* [Exercise directions]
In the data, extract each line that holds the string "come".

* [Source records]

>>>>

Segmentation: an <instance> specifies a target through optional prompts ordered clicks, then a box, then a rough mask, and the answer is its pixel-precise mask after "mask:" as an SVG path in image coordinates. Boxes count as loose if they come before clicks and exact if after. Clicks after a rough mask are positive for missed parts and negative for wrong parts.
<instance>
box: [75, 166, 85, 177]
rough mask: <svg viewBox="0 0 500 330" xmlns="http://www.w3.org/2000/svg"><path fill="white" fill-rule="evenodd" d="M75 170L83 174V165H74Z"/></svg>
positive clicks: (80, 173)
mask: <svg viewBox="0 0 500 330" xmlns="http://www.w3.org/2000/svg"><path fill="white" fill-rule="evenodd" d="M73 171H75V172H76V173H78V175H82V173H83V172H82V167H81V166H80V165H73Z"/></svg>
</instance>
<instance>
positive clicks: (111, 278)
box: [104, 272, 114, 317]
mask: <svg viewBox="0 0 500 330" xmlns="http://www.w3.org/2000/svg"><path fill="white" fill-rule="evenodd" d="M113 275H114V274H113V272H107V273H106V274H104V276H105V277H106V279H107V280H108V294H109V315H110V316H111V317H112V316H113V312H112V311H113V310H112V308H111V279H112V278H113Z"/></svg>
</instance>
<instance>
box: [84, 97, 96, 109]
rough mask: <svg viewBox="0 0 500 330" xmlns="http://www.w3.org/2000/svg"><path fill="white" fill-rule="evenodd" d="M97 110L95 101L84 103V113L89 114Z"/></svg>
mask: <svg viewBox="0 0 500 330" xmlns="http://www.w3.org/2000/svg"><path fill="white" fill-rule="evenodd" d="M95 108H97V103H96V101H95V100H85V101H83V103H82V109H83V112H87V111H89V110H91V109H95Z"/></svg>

<<<<
>>>>

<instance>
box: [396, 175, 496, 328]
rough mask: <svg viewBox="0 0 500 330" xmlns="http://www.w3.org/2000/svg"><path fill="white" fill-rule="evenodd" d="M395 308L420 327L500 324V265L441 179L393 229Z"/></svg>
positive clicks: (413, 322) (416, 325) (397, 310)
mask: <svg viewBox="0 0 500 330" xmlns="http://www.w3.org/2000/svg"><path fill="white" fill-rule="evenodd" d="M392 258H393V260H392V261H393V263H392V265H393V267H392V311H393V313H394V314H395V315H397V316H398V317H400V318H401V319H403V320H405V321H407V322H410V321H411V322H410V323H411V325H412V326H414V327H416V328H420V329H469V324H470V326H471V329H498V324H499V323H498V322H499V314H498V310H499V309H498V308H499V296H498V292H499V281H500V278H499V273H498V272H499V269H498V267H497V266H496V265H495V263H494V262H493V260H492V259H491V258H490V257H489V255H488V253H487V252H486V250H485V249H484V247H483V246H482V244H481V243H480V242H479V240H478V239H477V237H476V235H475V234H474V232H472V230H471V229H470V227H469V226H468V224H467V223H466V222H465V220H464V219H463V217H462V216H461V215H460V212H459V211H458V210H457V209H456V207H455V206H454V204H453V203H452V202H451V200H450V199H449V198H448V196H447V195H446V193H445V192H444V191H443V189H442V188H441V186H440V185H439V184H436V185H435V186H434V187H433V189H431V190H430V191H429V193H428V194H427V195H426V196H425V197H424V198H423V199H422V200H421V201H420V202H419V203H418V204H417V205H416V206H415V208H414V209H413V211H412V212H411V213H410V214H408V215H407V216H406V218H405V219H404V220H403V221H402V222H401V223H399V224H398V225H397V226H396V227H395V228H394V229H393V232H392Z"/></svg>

<<<<
>>>>

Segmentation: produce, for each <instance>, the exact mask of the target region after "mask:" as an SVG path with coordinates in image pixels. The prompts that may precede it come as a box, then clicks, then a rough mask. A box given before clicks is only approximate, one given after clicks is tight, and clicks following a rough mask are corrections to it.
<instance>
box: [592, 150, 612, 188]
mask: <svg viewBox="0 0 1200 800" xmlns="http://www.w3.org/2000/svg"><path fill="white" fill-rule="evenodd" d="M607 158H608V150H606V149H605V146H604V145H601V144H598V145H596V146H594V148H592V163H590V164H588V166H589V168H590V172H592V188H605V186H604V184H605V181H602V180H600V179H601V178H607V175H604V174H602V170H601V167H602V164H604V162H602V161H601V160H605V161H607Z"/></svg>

<<<<

* [Response to the exercise]
Segmentation: an <instance> specifies a target through optional prompts ordered clicks, then a box, then a rough mask, and the answer is its pixel-precise mask after "mask:" as an SVG path in image coordinates. Boxes count as loose if they come before clicks and exact if after. Clicks after a rough mask are positive for missed parts and negative for wrong parts.
Segmentation: produce, for each <instance>, the exact mask of the target region after "mask:" as an SVG path with coordinates in image pixels. The prompts that may precede it come as a box, then clicks, then a rough mask. A box given before clicks is only approximate, one given after clicks is tight, and clicks following a rough mask are corrections to it.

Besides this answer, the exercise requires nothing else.